• **Work instruction**: In the article below on Harry Markopolos's testimony, quote word for word the passage starting with "While the SEC" and going on through "very corrupt FINRA.".

• **Document segment**:
By Bill Singer
In his explosive testimony before the House Financial Services Subcommittee, Harry Markopolos details the frustration he faced in trying to alert the otherwise preoccupied Securities and Exchange Commission. This unheeded whistleblower is now blowing the top off of the long-kept and well-guarded secret that the regulation of Wall Street is less about vigilance and too often nothing more than shady office politics. As the Associated Press' Marcy Gordon so perfectly captured in her story Lawmaker says SEC hindering House's Madoff probe
Because of the SEC's inaction, "I became fearful for the safety of my family," Markopolos said.
"The SEC is ... captive to the industry it regulates and is afraid" to bring big cases against prominent individuals, Markopolos said. The agency "roars like a lion and bites like a flea" and "is busy protecting the big financial predators from investors."
While the SEC is incompetent, the securities industry's self-policing organization, the Financial Industry Regulatory Authority, is "very corrupt," Markopolos charged. That organization was headed until December by Mary Schapiro, President Barack Obama's new SEC chief.
After all these years as a leading critic of Wall Street's failed regulatory system, it nearly brought tears to my eyes --if not vindication-- to finally see that someone else got it! And how wonderfully Mr. Markopolos put it: Incompetency versus Corruption. What a lovely choice that now faces the public and the industry. We get to choose between what Markopolos describes as an incompetent SEC or a very corrupt FINRA.

• **Material provided**:
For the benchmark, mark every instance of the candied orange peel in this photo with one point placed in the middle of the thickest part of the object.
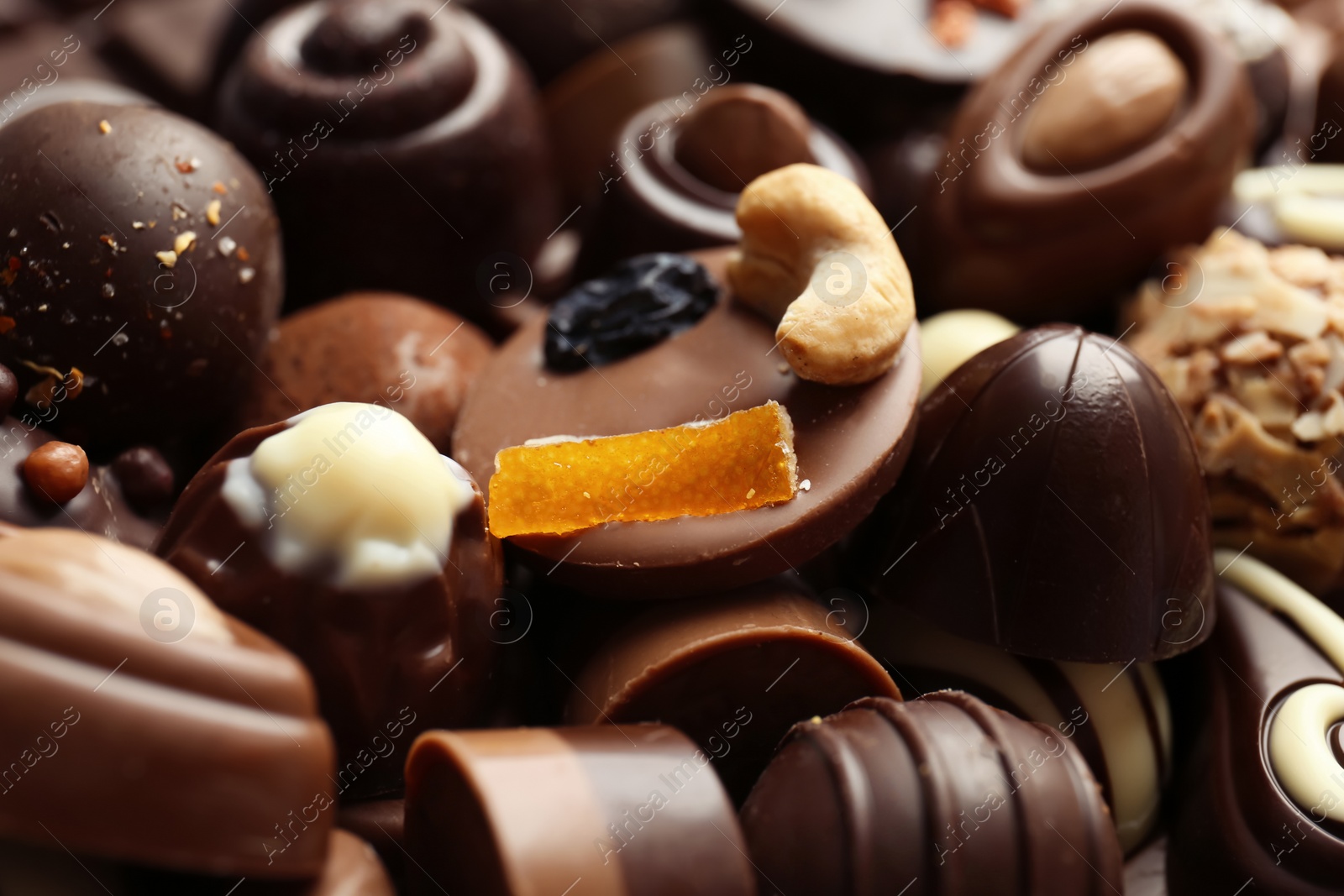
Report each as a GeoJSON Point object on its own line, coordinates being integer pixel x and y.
{"type": "Point", "coordinates": [553, 486]}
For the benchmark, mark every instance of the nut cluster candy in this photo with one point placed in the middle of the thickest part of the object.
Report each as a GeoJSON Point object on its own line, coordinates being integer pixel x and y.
{"type": "Point", "coordinates": [643, 448]}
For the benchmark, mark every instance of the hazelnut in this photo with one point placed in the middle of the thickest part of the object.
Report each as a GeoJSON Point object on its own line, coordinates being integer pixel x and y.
{"type": "Point", "coordinates": [57, 470]}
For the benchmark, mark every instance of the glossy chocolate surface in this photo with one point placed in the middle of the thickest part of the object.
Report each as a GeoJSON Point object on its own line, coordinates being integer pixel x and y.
{"type": "Point", "coordinates": [1054, 506]}
{"type": "Point", "coordinates": [851, 443]}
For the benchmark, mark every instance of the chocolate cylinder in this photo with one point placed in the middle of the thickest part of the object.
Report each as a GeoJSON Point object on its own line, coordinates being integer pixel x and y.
{"type": "Point", "coordinates": [936, 795]}
{"type": "Point", "coordinates": [631, 810]}
{"type": "Point", "coordinates": [734, 672]}
{"type": "Point", "coordinates": [403, 113]}
{"type": "Point", "coordinates": [116, 673]}
{"type": "Point", "coordinates": [1037, 244]}
{"type": "Point", "coordinates": [1010, 531]}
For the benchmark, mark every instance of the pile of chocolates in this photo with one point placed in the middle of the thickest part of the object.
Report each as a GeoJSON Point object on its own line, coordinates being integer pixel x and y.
{"type": "Point", "coordinates": [559, 448]}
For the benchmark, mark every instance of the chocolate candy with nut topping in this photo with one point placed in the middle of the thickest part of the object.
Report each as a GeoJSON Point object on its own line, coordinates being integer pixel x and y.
{"type": "Point", "coordinates": [344, 535]}
{"type": "Point", "coordinates": [631, 810]}
{"type": "Point", "coordinates": [141, 251]}
{"type": "Point", "coordinates": [120, 679]}
{"type": "Point", "coordinates": [1053, 506]}
{"type": "Point", "coordinates": [936, 795]}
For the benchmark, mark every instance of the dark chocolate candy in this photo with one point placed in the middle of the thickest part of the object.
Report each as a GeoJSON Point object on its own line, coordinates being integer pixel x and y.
{"type": "Point", "coordinates": [147, 257]}
{"type": "Point", "coordinates": [734, 672]}
{"type": "Point", "coordinates": [402, 141]}
{"type": "Point", "coordinates": [1037, 244]}
{"type": "Point", "coordinates": [396, 634]}
{"type": "Point", "coordinates": [628, 810]}
{"type": "Point", "coordinates": [851, 443]}
{"type": "Point", "coordinates": [936, 795]}
{"type": "Point", "coordinates": [121, 678]}
{"type": "Point", "coordinates": [1054, 506]}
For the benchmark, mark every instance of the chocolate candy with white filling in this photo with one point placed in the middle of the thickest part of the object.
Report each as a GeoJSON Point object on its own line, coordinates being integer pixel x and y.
{"type": "Point", "coordinates": [163, 304]}
{"type": "Point", "coordinates": [632, 810]}
{"type": "Point", "coordinates": [1054, 506]}
{"type": "Point", "coordinates": [118, 673]}
{"type": "Point", "coordinates": [942, 794]}
{"type": "Point", "coordinates": [349, 539]}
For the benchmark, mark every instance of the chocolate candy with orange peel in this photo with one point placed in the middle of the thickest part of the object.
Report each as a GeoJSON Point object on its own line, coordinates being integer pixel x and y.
{"type": "Point", "coordinates": [1054, 506]}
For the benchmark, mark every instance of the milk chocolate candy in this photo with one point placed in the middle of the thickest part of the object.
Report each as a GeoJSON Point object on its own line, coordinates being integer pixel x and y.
{"type": "Point", "coordinates": [349, 537]}
{"type": "Point", "coordinates": [732, 672]}
{"type": "Point", "coordinates": [1268, 799]}
{"type": "Point", "coordinates": [1109, 139]}
{"type": "Point", "coordinates": [851, 443]}
{"type": "Point", "coordinates": [936, 795]}
{"type": "Point", "coordinates": [403, 113]}
{"type": "Point", "coordinates": [118, 679]}
{"type": "Point", "coordinates": [1054, 506]}
{"type": "Point", "coordinates": [672, 176]}
{"type": "Point", "coordinates": [625, 809]}
{"type": "Point", "coordinates": [1115, 715]}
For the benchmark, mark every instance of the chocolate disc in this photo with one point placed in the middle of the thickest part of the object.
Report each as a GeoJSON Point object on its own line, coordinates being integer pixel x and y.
{"type": "Point", "coordinates": [851, 443]}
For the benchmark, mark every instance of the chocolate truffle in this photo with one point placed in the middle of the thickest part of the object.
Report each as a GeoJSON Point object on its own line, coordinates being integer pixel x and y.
{"type": "Point", "coordinates": [378, 348]}
{"type": "Point", "coordinates": [1053, 506]}
{"type": "Point", "coordinates": [1043, 211]}
{"type": "Point", "coordinates": [118, 674]}
{"type": "Point", "coordinates": [631, 810]}
{"type": "Point", "coordinates": [349, 537]}
{"type": "Point", "coordinates": [851, 443]}
{"type": "Point", "coordinates": [402, 141]}
{"type": "Point", "coordinates": [672, 179]}
{"type": "Point", "coordinates": [143, 253]}
{"type": "Point", "coordinates": [1268, 799]}
{"type": "Point", "coordinates": [732, 672]}
{"type": "Point", "coordinates": [936, 795]}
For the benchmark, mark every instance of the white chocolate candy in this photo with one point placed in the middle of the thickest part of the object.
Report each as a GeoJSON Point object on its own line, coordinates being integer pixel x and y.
{"type": "Point", "coordinates": [353, 492]}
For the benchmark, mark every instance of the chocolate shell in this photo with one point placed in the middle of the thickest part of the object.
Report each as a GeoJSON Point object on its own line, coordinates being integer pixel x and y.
{"type": "Point", "coordinates": [936, 795]}
{"type": "Point", "coordinates": [851, 443]}
{"type": "Point", "coordinates": [1054, 506]}
{"type": "Point", "coordinates": [158, 282]}
{"type": "Point", "coordinates": [1037, 244]}
{"type": "Point", "coordinates": [631, 810]}
{"type": "Point", "coordinates": [118, 674]}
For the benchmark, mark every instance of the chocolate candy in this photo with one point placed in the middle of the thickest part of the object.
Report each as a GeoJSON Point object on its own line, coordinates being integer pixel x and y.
{"type": "Point", "coordinates": [936, 795]}
{"type": "Point", "coordinates": [141, 251]}
{"type": "Point", "coordinates": [672, 177]}
{"type": "Point", "coordinates": [344, 535]}
{"type": "Point", "coordinates": [851, 445]}
{"type": "Point", "coordinates": [1269, 797]}
{"type": "Point", "coordinates": [1037, 242]}
{"type": "Point", "coordinates": [631, 810]}
{"type": "Point", "coordinates": [1116, 715]}
{"type": "Point", "coordinates": [1011, 531]}
{"type": "Point", "coordinates": [405, 113]}
{"type": "Point", "coordinates": [120, 674]}
{"type": "Point", "coordinates": [381, 348]}
{"type": "Point", "coordinates": [732, 672]}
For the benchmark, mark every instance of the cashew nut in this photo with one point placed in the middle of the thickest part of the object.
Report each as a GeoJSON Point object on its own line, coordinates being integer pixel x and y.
{"type": "Point", "coordinates": [817, 257]}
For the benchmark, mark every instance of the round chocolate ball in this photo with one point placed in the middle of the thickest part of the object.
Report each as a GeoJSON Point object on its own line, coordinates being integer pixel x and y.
{"type": "Point", "coordinates": [140, 270]}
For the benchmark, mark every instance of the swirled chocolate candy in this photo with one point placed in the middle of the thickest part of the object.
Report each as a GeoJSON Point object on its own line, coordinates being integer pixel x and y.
{"type": "Point", "coordinates": [1268, 802]}
{"type": "Point", "coordinates": [140, 258]}
{"type": "Point", "coordinates": [674, 175]}
{"type": "Point", "coordinates": [850, 443]}
{"type": "Point", "coordinates": [732, 672]}
{"type": "Point", "coordinates": [1109, 139]}
{"type": "Point", "coordinates": [393, 130]}
{"type": "Point", "coordinates": [349, 537]}
{"type": "Point", "coordinates": [936, 795]}
{"type": "Point", "coordinates": [144, 726]}
{"type": "Point", "coordinates": [1116, 715]}
{"type": "Point", "coordinates": [1054, 506]}
{"type": "Point", "coordinates": [625, 810]}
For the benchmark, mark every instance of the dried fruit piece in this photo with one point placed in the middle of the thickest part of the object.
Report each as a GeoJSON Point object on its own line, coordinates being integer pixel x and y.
{"type": "Point", "coordinates": [553, 486]}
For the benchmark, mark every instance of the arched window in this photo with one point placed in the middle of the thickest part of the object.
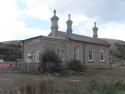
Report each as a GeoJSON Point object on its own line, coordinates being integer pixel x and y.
{"type": "Point", "coordinates": [60, 54]}
{"type": "Point", "coordinates": [77, 53]}
{"type": "Point", "coordinates": [29, 56]}
{"type": "Point", "coordinates": [102, 55]}
{"type": "Point", "coordinates": [90, 54]}
{"type": "Point", "coordinates": [38, 56]}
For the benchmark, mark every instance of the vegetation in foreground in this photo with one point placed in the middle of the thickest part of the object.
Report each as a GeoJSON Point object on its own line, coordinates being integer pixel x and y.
{"type": "Point", "coordinates": [91, 81]}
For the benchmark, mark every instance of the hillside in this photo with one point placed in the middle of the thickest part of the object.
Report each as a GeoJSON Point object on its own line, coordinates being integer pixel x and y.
{"type": "Point", "coordinates": [117, 49]}
{"type": "Point", "coordinates": [10, 50]}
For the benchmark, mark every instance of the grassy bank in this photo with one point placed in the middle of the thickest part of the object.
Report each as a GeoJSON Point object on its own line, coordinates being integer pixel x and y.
{"type": "Point", "coordinates": [92, 81]}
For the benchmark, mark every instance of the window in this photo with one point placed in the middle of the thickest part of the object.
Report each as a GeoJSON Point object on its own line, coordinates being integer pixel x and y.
{"type": "Point", "coordinates": [38, 56]}
{"type": "Point", "coordinates": [29, 57]}
{"type": "Point", "coordinates": [60, 54]}
{"type": "Point", "coordinates": [76, 53]}
{"type": "Point", "coordinates": [90, 54]}
{"type": "Point", "coordinates": [102, 53]}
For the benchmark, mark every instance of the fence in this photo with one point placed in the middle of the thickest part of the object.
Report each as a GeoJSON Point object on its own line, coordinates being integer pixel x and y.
{"type": "Point", "coordinates": [19, 67]}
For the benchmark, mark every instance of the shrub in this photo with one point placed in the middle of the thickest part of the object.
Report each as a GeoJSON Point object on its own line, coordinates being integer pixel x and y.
{"type": "Point", "coordinates": [50, 62]}
{"type": "Point", "coordinates": [74, 65]}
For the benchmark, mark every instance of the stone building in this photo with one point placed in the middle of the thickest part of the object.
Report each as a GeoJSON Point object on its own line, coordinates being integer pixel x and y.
{"type": "Point", "coordinates": [91, 51]}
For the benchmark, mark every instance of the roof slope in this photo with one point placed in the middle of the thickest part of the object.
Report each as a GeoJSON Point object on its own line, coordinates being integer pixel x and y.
{"type": "Point", "coordinates": [83, 38]}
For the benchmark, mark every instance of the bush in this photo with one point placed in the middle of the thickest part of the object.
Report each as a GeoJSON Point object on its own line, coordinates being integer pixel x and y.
{"type": "Point", "coordinates": [74, 65]}
{"type": "Point", "coordinates": [50, 62]}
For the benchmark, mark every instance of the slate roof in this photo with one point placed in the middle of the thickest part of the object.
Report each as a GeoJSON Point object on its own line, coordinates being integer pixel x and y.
{"type": "Point", "coordinates": [82, 38]}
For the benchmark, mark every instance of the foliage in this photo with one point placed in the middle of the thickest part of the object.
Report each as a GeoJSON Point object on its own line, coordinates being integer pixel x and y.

• **Exercise result**:
While the SEC is incompetent, the securities industry's self-policing organization, the Financial Industry Regulatory Authority, is "very corrupt," Markopolos charged. That organization was headed until December by Mary Schapiro, President Barack Obama's new SEC chief.
After all these years as a leading critic of Wall Street's failed regulatory system, it nearly brought tears to my eyes --if not vindication-- to finally see that someone else got it! And how wonderfully Mr. Markopolos put it: Incompetency versus Corruption. What a lovely choice that now faces the public and the industry. We get to choose between what Markopolos describes as an incompetent SEC or a very corrupt FINRA.